--- WHAT YOU WILL DO ---
Update the lines from the one holding "of the white" through the one holding "359), (177, 300)]", inclusive. Change "white marble floor panel" to "marble floor tile", leave everything else as it stands, and return only those lines.

--- RECORDS PROVIDED ---
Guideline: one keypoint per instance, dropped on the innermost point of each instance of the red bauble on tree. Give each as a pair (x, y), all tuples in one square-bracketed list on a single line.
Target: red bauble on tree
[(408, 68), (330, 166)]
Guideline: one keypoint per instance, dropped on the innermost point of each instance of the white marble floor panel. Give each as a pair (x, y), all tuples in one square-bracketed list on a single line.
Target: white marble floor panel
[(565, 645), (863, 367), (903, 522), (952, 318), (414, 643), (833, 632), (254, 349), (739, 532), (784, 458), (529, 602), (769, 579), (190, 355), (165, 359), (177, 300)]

* * *

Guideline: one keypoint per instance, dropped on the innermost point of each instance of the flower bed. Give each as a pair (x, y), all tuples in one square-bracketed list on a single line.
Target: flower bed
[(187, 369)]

--- THE RESPONSE ---
Guideline: one keypoint per instance, dropped on the innermost point of each instance of the marble floor tile. Give each as a pair (x, y), all tuples in one square-bracketed list on a single line.
Target: marble floor tile
[(565, 645), (863, 367), (903, 522), (952, 318), (414, 643), (833, 632), (254, 349), (739, 532), (784, 458), (529, 602), (769, 579), (190, 355), (165, 359), (177, 300)]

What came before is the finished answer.